= Written instruction =
Write out every one of the rows below verbatim, changing nothing.

==== Material shown ====

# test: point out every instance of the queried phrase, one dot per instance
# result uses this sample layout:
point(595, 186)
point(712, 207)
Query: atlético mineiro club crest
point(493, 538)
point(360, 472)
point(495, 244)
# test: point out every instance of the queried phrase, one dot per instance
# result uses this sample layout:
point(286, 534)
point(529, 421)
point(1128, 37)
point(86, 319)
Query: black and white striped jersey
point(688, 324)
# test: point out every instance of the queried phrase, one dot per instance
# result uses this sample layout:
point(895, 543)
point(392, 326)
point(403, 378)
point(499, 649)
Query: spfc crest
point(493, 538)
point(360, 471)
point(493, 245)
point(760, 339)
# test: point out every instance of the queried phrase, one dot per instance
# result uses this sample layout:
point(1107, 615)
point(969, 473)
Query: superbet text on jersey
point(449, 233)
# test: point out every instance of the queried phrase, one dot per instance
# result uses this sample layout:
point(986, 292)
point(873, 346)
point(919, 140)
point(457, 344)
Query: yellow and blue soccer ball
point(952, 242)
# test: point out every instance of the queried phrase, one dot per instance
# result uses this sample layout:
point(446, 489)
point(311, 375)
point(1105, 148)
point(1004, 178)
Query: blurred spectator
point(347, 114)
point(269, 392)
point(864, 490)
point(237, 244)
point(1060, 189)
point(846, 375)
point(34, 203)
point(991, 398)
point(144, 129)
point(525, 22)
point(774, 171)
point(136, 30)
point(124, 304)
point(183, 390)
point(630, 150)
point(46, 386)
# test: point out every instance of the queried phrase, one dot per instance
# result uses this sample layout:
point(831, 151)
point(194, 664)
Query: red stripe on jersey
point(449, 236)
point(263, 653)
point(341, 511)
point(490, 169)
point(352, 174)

====

= Result of this task =
# test: point out every instance of the queried phrase, one dot per instance
# result uses this sample layout:
point(595, 186)
point(712, 207)
Query: atlético mineiro club crest
point(493, 538)
point(360, 472)
point(495, 244)
# test: point out every instance of the queried phrase, one dot per instance
# result uses this sample layout:
point(286, 534)
point(529, 421)
point(1128, 37)
point(86, 319)
Query: black and white striped jersey
point(688, 324)
# test: point out every instance of the queried phrase, one dot per instance
# result uses this sample layout:
point(895, 543)
point(392, 326)
point(403, 378)
point(499, 649)
Query: spfc crest
point(493, 538)
point(360, 471)
point(493, 245)
point(760, 339)
# test: point out every instance of the queried phrase, one dot per instance
# result uses this sample layout:
point(1107, 615)
point(969, 473)
Query: superbet text on jersey
point(449, 233)
# test: point out every instance of the queried phrase, one dot per instance
# result uses this sample layout:
point(986, 292)
point(873, 346)
point(919, 140)
point(457, 344)
Query: yellow and blue soccer ball
point(952, 242)
# test: point out every instance of the queried phrase, one dot per instance
# result uses this sample layout:
point(446, 489)
point(311, 375)
point(1105, 148)
point(1004, 178)
Query: blurred spectator
point(347, 114)
point(269, 392)
point(864, 490)
point(237, 244)
point(1060, 189)
point(846, 375)
point(34, 203)
point(991, 398)
point(144, 129)
point(525, 22)
point(774, 171)
point(136, 30)
point(124, 304)
point(183, 390)
point(630, 150)
point(46, 386)
# test: point out every instance of the queried phrase, one dot per instance
# result uses this sample layout:
point(831, 151)
point(194, 664)
Query: red stripe on jersey
point(449, 236)
point(263, 653)
point(341, 511)
point(490, 169)
point(352, 174)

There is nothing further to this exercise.